╭─ Given passage

# effect of BEMF ?



## gregc (Apr 25, 2015)

like a generator, a motor generates a EMF when turning: BEMF. 

When a voltage is applied to a non-spinning motor where bemf = 0, the current thru the motor is limited by the resistance of its windings. But as soon as the motor starts turning, bemf increases, opposing the voltage applied to the motor and the current is reduced -- (volt - bemf) / R.

let's define that a positive voltage causes the motor to turn CW and when the motor turns CW, it generates a negative EMF.

i believe when the voltage is reduced to zero, the motor continues to spin and generate bemf, but because there is not path through the driver circuit (or a very high resistance path), the bemf has little effect on the motor. In other words, it doesn't generate a current large enough to oppose the spinning motor.

however, if the driver circuit applies a negative voltage to slow down a motor turning CW and generating a negative EMF, is the effective voltage the sum of the negative drive voltage and negative EMF?

in other words, with the drive circuit generating a voltage not in opposition to the BEMF is their sum generating a combined current opposing the motion of the motor?


----------



## wvgca (Jan 21, 2013)

an electric motor has the current turned off for the period of time that it reads the emf .. the two are not active at the same time ..
at least this was the way i did it in my homemade decoders with MERG firmware


----------



## gunrunnerjohn (Nov 10, 2010)

The power has to be off to sample the back-EMF, think about it.  Typically, with a PWM drive, the back-EMF is sampled when the drive is off between drive pulses.


----------



## gregc (Apr 25, 2015)

╰─

Instructions for the task:
Copy the forum thread on back-EMF word for word, from "## wvgca (Jan" to "same time ..".

╭─ Supplied material

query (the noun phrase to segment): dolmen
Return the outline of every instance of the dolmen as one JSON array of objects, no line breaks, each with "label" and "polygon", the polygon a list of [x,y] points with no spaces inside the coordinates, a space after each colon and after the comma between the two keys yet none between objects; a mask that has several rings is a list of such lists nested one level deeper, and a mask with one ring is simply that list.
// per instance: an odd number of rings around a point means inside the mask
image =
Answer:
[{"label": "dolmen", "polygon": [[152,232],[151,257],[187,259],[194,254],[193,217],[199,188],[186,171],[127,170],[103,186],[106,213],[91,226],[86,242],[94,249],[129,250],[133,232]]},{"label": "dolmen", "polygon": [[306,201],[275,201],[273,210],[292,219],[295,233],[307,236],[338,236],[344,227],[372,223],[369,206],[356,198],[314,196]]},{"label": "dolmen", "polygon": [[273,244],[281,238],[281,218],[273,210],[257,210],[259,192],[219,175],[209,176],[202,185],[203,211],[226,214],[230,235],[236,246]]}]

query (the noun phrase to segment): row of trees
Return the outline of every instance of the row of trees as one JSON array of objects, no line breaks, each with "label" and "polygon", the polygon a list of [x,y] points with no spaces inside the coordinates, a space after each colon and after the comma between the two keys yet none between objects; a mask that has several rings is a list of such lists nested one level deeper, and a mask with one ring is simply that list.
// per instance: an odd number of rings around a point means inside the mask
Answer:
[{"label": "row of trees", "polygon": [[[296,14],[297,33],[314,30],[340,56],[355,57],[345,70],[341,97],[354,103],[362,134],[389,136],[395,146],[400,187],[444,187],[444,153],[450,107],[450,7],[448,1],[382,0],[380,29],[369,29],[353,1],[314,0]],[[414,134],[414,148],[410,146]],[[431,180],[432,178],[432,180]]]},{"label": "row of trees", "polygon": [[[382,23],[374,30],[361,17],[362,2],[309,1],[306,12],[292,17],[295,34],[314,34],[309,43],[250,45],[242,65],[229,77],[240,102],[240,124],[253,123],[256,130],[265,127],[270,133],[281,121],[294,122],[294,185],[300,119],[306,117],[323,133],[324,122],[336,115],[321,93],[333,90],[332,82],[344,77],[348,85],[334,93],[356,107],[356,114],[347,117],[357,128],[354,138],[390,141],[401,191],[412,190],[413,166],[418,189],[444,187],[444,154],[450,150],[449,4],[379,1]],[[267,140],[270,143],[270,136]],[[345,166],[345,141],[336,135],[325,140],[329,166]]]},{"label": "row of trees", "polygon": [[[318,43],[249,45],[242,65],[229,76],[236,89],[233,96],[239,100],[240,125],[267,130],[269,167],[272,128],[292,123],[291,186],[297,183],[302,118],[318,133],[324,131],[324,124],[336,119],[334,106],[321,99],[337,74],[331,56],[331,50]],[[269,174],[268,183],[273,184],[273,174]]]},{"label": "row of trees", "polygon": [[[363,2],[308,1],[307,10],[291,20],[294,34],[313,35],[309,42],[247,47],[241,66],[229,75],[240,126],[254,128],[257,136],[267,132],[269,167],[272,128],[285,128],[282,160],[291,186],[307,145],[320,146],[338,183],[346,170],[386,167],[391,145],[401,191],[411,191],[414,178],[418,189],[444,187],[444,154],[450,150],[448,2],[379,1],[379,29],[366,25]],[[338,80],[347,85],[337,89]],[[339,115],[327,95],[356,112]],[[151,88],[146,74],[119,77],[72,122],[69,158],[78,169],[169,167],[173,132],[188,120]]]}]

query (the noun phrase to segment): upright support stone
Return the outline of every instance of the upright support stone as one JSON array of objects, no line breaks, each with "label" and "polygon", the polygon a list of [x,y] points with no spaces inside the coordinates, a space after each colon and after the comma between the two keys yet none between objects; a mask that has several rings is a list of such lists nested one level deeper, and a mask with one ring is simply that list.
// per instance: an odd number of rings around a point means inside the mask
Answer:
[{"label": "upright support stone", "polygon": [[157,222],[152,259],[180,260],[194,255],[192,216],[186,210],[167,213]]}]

╰─

Exercise solution:
## wvgca (Jan 21, 2013)

an electric motor has the current turned off for the period of time that it reads the emf .. the two are not active at the same time ..